▶ [Aim of the task]: Working from the line that contains "pin: yellow powder" down to the last line below, repeat each line exactly.
Source material start
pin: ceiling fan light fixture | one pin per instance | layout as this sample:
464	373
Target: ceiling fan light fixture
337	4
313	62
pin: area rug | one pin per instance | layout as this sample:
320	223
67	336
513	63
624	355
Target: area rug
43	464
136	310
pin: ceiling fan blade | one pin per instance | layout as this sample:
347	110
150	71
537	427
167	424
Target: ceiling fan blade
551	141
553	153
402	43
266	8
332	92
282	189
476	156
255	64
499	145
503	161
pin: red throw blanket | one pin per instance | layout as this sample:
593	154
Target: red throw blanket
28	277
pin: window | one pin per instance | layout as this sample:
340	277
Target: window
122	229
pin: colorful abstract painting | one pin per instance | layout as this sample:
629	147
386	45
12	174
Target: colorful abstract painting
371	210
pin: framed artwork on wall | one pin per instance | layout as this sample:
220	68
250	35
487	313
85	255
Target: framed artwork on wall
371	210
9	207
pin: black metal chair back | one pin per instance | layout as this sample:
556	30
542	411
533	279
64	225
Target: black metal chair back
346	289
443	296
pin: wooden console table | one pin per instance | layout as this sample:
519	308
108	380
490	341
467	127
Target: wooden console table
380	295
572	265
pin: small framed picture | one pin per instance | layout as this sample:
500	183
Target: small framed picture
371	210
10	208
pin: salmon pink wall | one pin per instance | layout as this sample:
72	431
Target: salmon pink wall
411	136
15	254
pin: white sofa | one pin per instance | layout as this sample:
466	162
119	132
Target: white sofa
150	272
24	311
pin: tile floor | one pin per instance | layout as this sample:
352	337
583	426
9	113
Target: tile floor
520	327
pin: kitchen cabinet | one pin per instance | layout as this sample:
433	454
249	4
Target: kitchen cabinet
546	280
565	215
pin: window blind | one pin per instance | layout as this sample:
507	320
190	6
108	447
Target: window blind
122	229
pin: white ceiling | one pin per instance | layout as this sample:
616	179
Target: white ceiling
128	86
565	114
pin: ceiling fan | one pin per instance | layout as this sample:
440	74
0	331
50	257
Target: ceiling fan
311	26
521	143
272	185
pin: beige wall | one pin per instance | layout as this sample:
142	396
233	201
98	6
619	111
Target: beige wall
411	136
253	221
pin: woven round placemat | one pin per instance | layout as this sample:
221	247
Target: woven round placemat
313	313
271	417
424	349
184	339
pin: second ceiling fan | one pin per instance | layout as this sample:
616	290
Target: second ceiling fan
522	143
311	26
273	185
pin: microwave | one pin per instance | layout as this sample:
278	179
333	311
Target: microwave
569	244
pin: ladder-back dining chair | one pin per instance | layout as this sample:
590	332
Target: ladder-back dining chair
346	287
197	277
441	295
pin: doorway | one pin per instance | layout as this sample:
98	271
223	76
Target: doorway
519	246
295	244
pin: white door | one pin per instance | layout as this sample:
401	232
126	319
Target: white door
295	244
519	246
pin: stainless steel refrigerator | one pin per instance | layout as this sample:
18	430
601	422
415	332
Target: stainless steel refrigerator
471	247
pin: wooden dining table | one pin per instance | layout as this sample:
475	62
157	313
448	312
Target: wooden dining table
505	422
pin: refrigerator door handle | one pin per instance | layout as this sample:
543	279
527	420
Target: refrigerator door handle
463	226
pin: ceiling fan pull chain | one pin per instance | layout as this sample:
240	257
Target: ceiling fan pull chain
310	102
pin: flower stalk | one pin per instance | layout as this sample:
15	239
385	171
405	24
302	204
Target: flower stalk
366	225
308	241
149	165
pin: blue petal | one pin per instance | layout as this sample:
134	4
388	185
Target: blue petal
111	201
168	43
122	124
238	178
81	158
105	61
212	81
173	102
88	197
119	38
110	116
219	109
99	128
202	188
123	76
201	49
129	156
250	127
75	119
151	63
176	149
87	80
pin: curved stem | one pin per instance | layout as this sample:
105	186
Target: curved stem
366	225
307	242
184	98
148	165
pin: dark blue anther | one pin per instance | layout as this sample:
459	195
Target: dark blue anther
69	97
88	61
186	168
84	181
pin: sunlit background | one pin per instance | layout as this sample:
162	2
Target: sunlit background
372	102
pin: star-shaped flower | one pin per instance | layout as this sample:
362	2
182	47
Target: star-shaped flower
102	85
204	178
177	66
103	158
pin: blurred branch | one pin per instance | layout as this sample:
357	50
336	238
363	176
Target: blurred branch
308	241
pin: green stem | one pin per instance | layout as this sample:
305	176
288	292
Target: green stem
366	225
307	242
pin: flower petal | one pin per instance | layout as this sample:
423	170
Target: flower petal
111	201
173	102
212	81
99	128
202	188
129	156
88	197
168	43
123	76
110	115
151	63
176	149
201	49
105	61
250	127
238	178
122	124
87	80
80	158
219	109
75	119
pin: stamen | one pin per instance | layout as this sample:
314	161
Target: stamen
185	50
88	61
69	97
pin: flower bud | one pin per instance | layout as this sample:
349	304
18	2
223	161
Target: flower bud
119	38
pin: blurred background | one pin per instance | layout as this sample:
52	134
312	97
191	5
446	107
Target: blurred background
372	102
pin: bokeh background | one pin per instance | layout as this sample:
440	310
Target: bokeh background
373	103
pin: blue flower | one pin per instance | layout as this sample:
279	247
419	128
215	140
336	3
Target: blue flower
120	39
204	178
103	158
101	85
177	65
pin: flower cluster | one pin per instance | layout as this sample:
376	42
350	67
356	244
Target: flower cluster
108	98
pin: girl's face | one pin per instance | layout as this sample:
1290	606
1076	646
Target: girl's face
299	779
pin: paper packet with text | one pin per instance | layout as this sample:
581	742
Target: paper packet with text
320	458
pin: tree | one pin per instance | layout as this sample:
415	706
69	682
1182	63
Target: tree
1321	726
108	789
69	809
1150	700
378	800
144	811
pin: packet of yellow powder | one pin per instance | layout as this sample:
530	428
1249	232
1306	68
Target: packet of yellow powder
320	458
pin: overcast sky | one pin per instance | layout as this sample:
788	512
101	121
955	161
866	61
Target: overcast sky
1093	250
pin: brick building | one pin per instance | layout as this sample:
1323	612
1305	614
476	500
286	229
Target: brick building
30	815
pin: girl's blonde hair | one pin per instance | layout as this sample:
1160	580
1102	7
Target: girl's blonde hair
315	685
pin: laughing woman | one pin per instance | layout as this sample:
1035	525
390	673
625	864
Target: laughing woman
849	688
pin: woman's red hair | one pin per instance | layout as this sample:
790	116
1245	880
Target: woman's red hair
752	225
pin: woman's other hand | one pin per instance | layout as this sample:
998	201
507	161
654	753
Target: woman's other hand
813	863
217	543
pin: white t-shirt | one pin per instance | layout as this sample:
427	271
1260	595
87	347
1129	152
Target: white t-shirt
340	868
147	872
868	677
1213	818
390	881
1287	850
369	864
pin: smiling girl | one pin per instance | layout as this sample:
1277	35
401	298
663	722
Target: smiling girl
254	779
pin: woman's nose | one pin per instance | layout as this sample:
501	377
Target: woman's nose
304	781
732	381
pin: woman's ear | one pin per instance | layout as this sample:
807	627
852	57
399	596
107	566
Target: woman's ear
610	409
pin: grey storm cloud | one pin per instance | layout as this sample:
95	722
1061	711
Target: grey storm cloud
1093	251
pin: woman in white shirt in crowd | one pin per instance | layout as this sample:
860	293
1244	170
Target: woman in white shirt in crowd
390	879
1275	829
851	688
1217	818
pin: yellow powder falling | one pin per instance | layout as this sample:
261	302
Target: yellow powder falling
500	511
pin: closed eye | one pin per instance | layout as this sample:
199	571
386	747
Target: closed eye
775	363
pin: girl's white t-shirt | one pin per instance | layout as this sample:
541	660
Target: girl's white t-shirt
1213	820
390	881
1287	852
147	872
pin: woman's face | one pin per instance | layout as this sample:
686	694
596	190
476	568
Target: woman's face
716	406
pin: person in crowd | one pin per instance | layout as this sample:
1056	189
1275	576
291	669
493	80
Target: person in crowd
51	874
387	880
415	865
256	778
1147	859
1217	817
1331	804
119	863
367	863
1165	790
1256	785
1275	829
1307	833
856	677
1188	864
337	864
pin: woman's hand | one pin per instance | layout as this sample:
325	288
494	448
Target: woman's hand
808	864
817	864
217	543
Source material end
▶ [The completed task]:
pin: yellow powder falling | one pin per instance | layout as this sample:
261	302
Target: yellow powder falling
500	511
pin: closed eye | one pin per instance | layout as this sample:
199	571
386	747
Target: closed eye
775	363
pin: girl's white t-shirt | one pin per instance | layout as this sample:
541	660
Target: girl's white t-shirt
1213	820
390	881
1287	852
147	872
pin: woman's face | one pin per instance | layout as this sample:
686	694
596	190
476	568
Target: woman's face
716	406
pin: person in crowd | one pin per instance | layout as this sample:
1056	189
1275	576
291	669
493	80
Target: person in crowd
51	874
387	880
415	865
256	778
1147	859
1217	817
1331	804
119	863
367	863
1165	790
1256	785
1275	829
1307	833
856	677
1188	864
337	864
pin: woman's hand | one pin per instance | layout as this sample:
325	288
494	448
Target: woman's hand
808	864
817	864
217	543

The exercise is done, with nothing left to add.